**What is being asked**: Give back each line of the data exactly.

Saved entries:
-- Opening Marker --

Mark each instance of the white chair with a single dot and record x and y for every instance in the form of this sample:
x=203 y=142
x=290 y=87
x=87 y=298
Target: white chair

-- Closing Marker --

**Expected answer**:
Mark each instance of the white chair with a single dot and record x and y for every instance in the form of this sample:
x=203 y=142
x=290 y=87
x=87 y=298
Target: white chair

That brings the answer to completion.